» **Extracted text**
-- BEGIN --
Wednesday, 13 March 2013

Tax all the things

New Zealand has one of the world's cleanest tax codes. It typically aims to avoid distortionary effects and to avoid collecting tax where the collection costs outweigh the taxes that would be collected. So we have GST on imported goods, but only where the total value of the import is high enough to make it worth IRD's time. And, we have a Fringe Benefits Tax to avoid giving employers undue incentive to provide in-kind benefits.

The FBT does result in some silliness where the administrative hassles imposed on firms for FBT blocks some value-enhancing deals between employer and employee, but the thing seems right in principle.

NZIER has criticised IRD's latest proposed extension of the FBT to employer-provided parking. The extension, as I read it, seems consistent with IRD's general philosophy: don't bother collecting a tax where the value at stake is small; apply FBT where a valuable consideration is provided to the employee in lieu of salary. So they will charge FBT on employer-provided parking downtown, where parking is expensive, but not out in the burbs, where it's cheap. The value of employer-provided parking has risen along with downtown land prices. But administrative costs here are going to be pretty high, and the new system will likely wind up distorting location choices near the tax/no-tax FBT parking zone boundaries. Whether the distortions caused by the tax will wind up being bigger than the distortions caused by failing to implement it isn't clear to me.

But I do like Bill Kaye-Blake's demand that IRD be consistent and tax all the things. Some employees might negotiate a parking spot instead of a raise, but what about a bigger office? Nicer coffee? A bigger desk? Plusher carpets? More attractive assistants?
-- END --
» **Entries**
-- BEGIN --
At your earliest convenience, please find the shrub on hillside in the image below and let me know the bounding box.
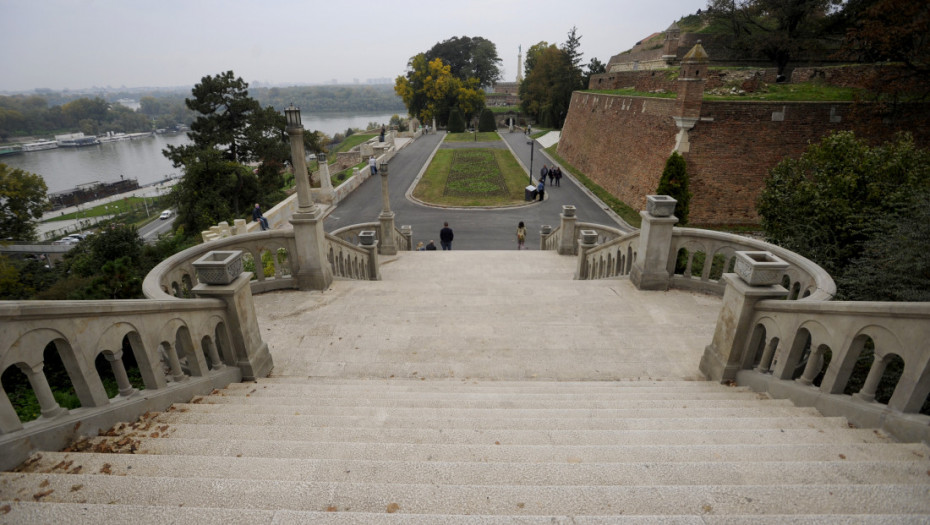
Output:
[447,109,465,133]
-- END --
-- BEGIN --
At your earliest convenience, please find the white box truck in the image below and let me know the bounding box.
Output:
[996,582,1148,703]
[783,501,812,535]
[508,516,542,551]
-- END --
Transcribe the passage from the blog post on taxing employer-provided parking, starting at "New Zealand has" and ending at "provide in-kind benefits.".

New Zealand has one of the world's cleanest tax codes. It typically aims to avoid distortionary effects and to avoid collecting tax where the collection costs outweigh the taxes that would be collected. So we have GST on imported goods, but only where the total value of the import is high enough to make it worth IRD's time. And, we have a Fringe Benefits Tax to avoid giving employers undue incentive to provide in-kind benefits.